Task details:
The full set of entries below should be transcribed exactly.

---------- Excerpted data ----------

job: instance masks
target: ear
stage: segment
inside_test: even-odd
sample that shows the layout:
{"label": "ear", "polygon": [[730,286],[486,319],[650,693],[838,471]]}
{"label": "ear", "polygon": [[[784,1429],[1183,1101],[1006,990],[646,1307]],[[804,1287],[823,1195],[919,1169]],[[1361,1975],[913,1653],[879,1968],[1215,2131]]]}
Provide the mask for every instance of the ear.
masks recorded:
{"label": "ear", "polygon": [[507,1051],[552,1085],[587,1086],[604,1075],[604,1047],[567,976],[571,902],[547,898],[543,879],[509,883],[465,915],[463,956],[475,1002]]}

----------

Result of this task:
job: instance masks
target: ear
stage: segment
inside_test: even-odd
sample that shows the layout:
{"label": "ear", "polygon": [[730,286],[486,319],[650,693],[838,471]]}
{"label": "ear", "polygon": [[[784,1429],[1183,1101],[1006,990],[646,1307]],[[804,1287],[823,1195],[919,1169]],[[1361,1975],[913,1653],[879,1968],[1215,2131]]]}
Provide the mask for every instance of the ear.
masks recorded:
{"label": "ear", "polygon": [[507,1051],[552,1085],[587,1086],[604,1075],[604,1047],[567,976],[571,902],[547,898],[543,879],[509,883],[465,915],[463,956],[475,1002]]}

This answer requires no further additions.